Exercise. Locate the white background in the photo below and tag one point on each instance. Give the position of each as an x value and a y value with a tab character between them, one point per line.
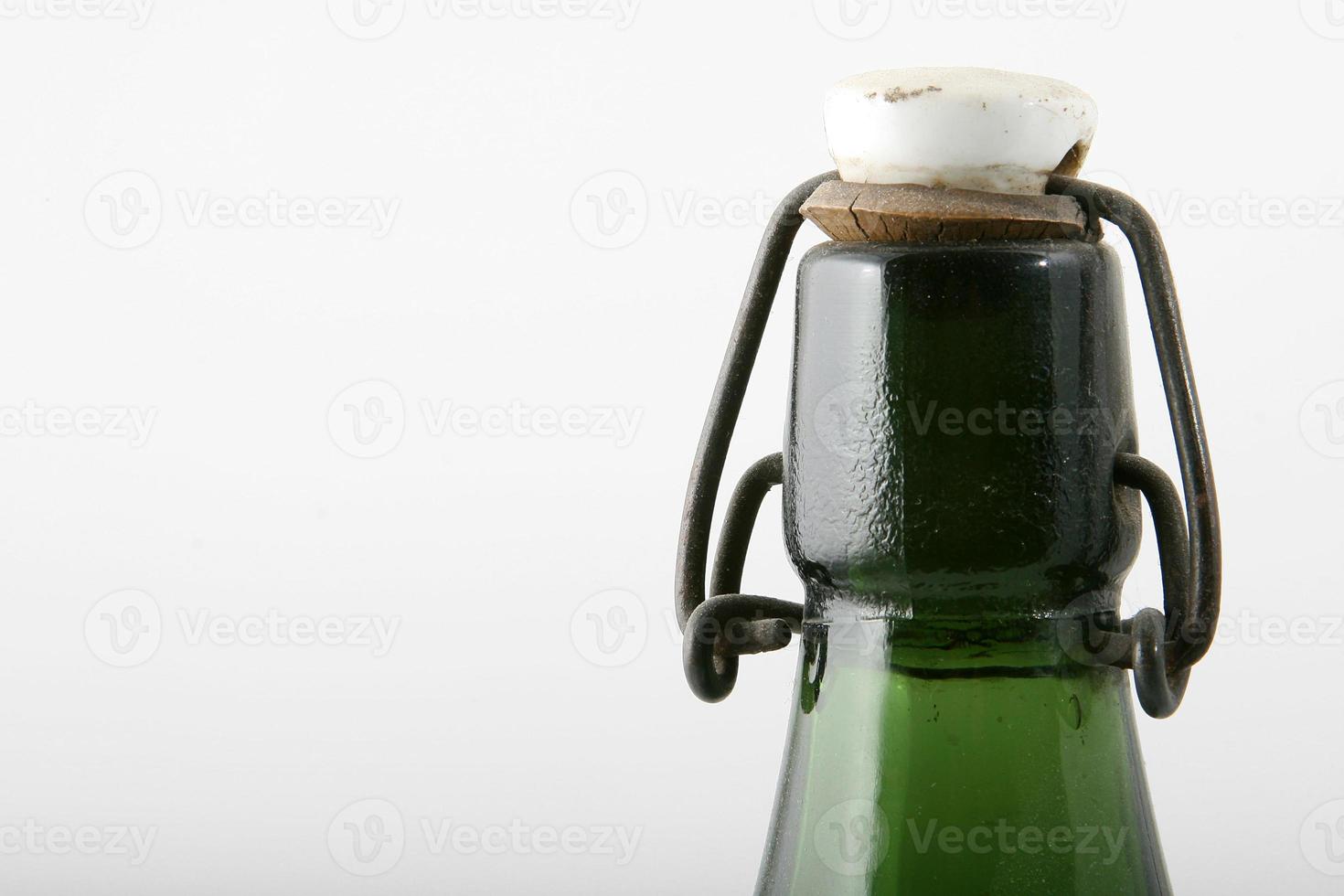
497	292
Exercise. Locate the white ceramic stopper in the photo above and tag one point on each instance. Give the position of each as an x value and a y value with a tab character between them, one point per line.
968	128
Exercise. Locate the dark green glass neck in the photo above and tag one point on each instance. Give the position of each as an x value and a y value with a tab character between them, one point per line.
951	508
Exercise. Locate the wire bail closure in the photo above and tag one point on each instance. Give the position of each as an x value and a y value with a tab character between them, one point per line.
1158	646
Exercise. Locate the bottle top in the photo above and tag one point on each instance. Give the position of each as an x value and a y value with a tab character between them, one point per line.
965	128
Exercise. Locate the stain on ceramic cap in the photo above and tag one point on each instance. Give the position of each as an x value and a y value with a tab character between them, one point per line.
966	128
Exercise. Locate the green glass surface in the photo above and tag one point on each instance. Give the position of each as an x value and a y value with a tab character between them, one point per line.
944	763
952	736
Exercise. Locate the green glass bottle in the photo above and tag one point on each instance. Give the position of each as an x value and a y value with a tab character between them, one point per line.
951	508
961	503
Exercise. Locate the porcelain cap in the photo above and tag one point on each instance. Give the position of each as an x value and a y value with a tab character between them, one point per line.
966	128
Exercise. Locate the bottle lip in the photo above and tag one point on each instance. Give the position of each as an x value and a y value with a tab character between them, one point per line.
966	128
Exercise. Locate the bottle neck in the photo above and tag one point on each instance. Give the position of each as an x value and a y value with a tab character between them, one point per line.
938	758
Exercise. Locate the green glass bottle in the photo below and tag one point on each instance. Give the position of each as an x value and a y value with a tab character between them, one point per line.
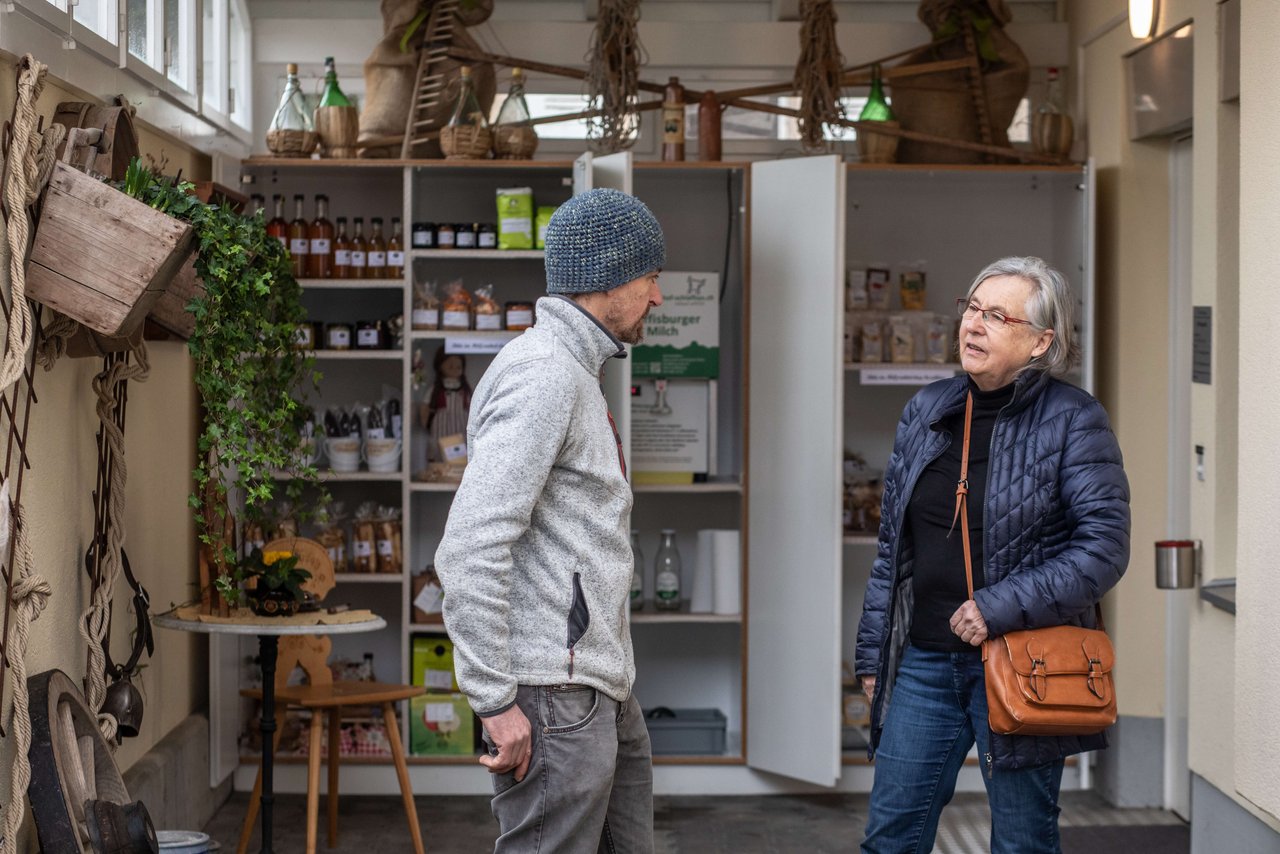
333	95
877	108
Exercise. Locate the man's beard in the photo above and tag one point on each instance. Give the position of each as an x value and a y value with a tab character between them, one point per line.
632	334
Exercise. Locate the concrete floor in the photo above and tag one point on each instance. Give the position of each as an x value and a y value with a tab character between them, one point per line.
773	825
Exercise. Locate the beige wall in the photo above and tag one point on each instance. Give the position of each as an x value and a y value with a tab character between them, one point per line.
1232	739
1257	671
56	496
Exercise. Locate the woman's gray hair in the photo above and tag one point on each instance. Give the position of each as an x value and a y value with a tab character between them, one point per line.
1050	306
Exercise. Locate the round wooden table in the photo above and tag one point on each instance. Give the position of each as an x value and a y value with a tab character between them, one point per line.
269	643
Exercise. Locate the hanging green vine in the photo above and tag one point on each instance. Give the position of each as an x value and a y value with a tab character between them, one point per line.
246	368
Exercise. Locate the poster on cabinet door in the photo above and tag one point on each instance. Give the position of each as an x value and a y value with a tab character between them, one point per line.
681	337
670	430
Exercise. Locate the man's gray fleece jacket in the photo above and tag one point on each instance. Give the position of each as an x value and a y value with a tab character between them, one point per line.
536	562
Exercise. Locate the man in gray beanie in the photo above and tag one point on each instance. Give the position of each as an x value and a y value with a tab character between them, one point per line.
536	562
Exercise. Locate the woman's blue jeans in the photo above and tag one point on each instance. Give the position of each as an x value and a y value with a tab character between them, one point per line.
937	711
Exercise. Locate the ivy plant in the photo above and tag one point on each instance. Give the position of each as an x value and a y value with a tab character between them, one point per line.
247	371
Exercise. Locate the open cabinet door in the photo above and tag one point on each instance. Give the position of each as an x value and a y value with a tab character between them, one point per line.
795	416
612	172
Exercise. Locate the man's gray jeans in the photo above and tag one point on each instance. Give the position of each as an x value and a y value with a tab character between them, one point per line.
590	779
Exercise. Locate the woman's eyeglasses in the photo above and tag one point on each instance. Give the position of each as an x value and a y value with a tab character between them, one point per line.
965	307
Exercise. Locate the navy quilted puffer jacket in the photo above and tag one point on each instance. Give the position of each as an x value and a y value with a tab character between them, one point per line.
1055	533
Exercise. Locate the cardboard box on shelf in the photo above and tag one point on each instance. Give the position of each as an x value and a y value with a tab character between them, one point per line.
440	725
433	665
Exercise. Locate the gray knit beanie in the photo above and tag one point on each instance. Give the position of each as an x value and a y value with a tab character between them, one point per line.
600	240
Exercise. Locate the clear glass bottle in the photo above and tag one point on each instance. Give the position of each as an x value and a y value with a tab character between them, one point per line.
300	241
342	251
376	251
466	112
333	95
877	108
291	118
278	227
359	249
396	251
1052	129
666	571
320	242
513	136
636	572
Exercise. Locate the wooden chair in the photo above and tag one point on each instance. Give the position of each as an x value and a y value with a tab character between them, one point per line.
327	698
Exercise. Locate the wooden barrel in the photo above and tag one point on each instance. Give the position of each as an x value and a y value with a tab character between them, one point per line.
339	129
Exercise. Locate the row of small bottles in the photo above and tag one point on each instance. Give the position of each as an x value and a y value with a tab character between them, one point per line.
666	572
323	251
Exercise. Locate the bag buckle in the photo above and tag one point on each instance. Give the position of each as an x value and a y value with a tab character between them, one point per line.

Request: Please render the full listing above as a Markdown table with the columns "Row" and "Line," numbering each row and skipping blank lines. Leave the pictures out.

Reply to the task:
| Row | Line |
|---|---|
| 1 | Exercise. Locate the white background in the photo below and tag one point on each instance. Give the position of each as an x value and a y value with a tab character between them, one point per line. |
| 2 | 497	292 |
| 3 | Exercise. Locate the white ceramic stopper in the photo above and tag one point on each instance. Give the position of each as an x value and a y value with a tab character between them, one point per line. |
| 4 | 968	128 |
| 5 | Exercise. Locate the dark green glass neck in the photo above and tag one point on each instance. Give the position of each as an x value and a y value with a tab character between them, one point per line. |
| 6 | 951	508 |
| 7 | Exercise. Locate the wire bail closure in the photo above and tag one point on each instance. Give the position of each as an x value and a y value with a tab character between them, one point per line. |
| 8 | 1158	646 |
| 9 | Exercise. Locate the bottle top in the photo above and tag one point on each instance. Give the position of each as an x value and a y value with a tab character between them, one point per line. |
| 10 | 965	128 |
| 11 | Exercise. Locate the stain on ceramic cap in the photo above and tag one point on each instance. Give the position of each as an x value and a y value with a tab character between them, one point per line. |
| 12 | 966	128 |
| 13 | Exercise. Locate the green glass surface in the photo above and tag one point on each instance. Give the position of each as an x value and a y value with a tab character between them, one point per line. |
| 14 | 944	763 |
| 15 | 952	736 |
| 16 | Exercise. Locate the green glass bottle in the photo above and tag one point on each instance. Give the position of each as an x value and a y value with a tab character between them, one point per line. |
| 17 | 951	508 |
| 18 | 961	503 |
| 19 | Exercise. Locate the porcelain cap in the photo above and tag one point on each instance. Give the position of each as an x value and a y value with a tab character between them, one point per line. |
| 20 | 966	128 |
| 21 | Exercise. Locate the bottle lip in the photo above and tag one point on each instance. Give the position of each as an x value and a y value with a tab character between them, one point per line. |
| 22 | 966	128 |
| 23 | Exercise. Locate the bottle neck in the photo above and tag one point on each instance. Give the position of each as an x value and a y value with a tab character between them, one point per line. |
| 24 | 938	758 |
| 25 | Exercise. Locate the green glass bottle in the photo below and tag one point on each instance. Give the position of each as an x value and a y value with a tab character between them, one point per line. |
| 26 | 333	95 |
| 27 | 877	108 |
| 28 | Exercise. Locate the man's beard in the photo above and tag one point on each instance. Give the position of each as an x value and a y value with a tab character between them, one point per line. |
| 29 | 632	334 |
| 30 | Exercise. Locate the concrete floor in the photo above and tag one point on each instance. Give the position of each as an x value and a y value with a tab character between them, one point per line. |
| 31 | 773	825 |
| 32 | Exercise. Locate the beige wall in the photo above and tag one point on each instance. Give the position of each as an x value and a y value with a tab character between them, one point per line. |
| 33 | 1232	739 |
| 34 | 1257	671 |
| 35 | 56	496 |
| 36 | Exercise. Locate the woman's gray hair in the photo above and tag one point on each instance. Give the position of each as an x value and a y value with a tab character between them, one point per line. |
| 37 | 1050	306 |
| 38 | Exercise. Locate the round wooden table in the photo above and tag one point on each instance. Give the position of each as an x value and a y value with a tab character between them, one point per line. |
| 39 | 269	643 |
| 40 | Exercise. Locate the hanging green vine in the photo above and tag one point on each instance. Give the position of each as an x value and a y value with a tab character between them, one point per line. |
| 41 | 246	368 |
| 42 | Exercise. Locate the poster on cabinet door in the photo above and tag one point on each instance. Give the position of each as an x value and a y value with a tab character between them, one point per line. |
| 43 | 681	337 |
| 44 | 670	430 |
| 45 | Exercise. Locate the man's gray fleece jacket in the photo above and tag one point on each instance. Give the position of each as an x value and a y value with a tab character between them, one point per line. |
| 46 | 536	562 |
| 47 | Exercise. Locate the man in gray beanie in the photo above and tag one point on each instance. Give the position of each as an x value and a y value with a tab character between them, one point per line. |
| 48 | 536	562 |
| 49 | Exercise. Locate the woman's blue jeans in the photo above and tag one point on each instance. Give the position of each as an x value and a y value with a tab character between them, one point per line. |
| 50 | 937	711 |
| 51 | Exercise. Locate the ivy plant in the photo above and tag one point on each instance. Give the position of each as an x value and a y value with a tab character between them, one point per line. |
| 52 | 247	371 |
| 53 | Exercise. Locate the open cabinet door in the photo above and tag one point on each instance. Give the position of each as an x value and a y value with a tab character between them, one point per line. |
| 54 | 795	416 |
| 55 | 612	172 |
| 56 | Exercise. Locate the man's gray jeans in the photo above and tag one point on each instance. Give the position of each as an x value and a y value with a tab character between them, one point per line. |
| 57 | 590	779 |
| 58 | Exercise. Locate the woman's eyeglasses in the photo above and tag one point on each instance. Give the position of each as an x value and a y value with a tab character between them, one point per line. |
| 59 | 965	307 |
| 60 | Exercise. Locate the navy quilted puffer jacket in the photo above and tag one point on each instance. Give the position of each as an x value and a y value with a tab character between them, one point per line. |
| 61 | 1055	533 |
| 62 | Exercise. Locate the cardboard box on shelf in the photo above and tag one point on each instance. Give the position of each as an x value and a y value with a tab character between them, one point per line. |
| 63 | 440	725 |
| 64 | 433	665 |
| 65 | Exercise. Locate the gray knit beanie in the photo above and tag one point on each instance. Give the position of each as an x value and a y value with a tab character between them, one point per line. |
| 66 | 600	240 |
| 67 | Exercise. Locate the clear glass bottle in the photo above and tag one point on each instance. Give the position of each as an x value and a y value with a tab character between them, one point per line. |
| 68 | 300	241 |
| 69 | 342	251 |
| 70 | 376	251 |
| 71 | 466	112 |
| 72 | 333	95 |
| 73 | 877	108 |
| 74 | 291	118 |
| 75 | 278	227 |
| 76 | 359	249 |
| 77 | 396	251 |
| 78 | 1052	129 |
| 79 | 666	571 |
| 80 | 320	242 |
| 81 | 513	136 |
| 82 | 636	572 |
| 83 | Exercise. Locate the wooden chair in the photo above and tag one point on each instance. Give the position of each as an x value and a y value with a tab character between them, one point per line. |
| 84 | 327	698 |
| 85 | Exercise. Locate the wooden barrel in the photo above and tag one point on each instance. Give the position of each as an x value and a y value with a tab character between them, one point per line. |
| 86 | 339	129 |
| 87 | Exercise. Locate the row of small bottles in the photo above and tag one point on each instance. Give the position of each as an x value and a y value with a tab character between them, one point per line. |
| 88 | 666	572 |
| 89 | 323	251 |
| 90 | Exercise. Locate the bag buckle in the photo above and tag one point on each instance. Give the position of each as an x value and a y value with a tab character between them, one point per line. |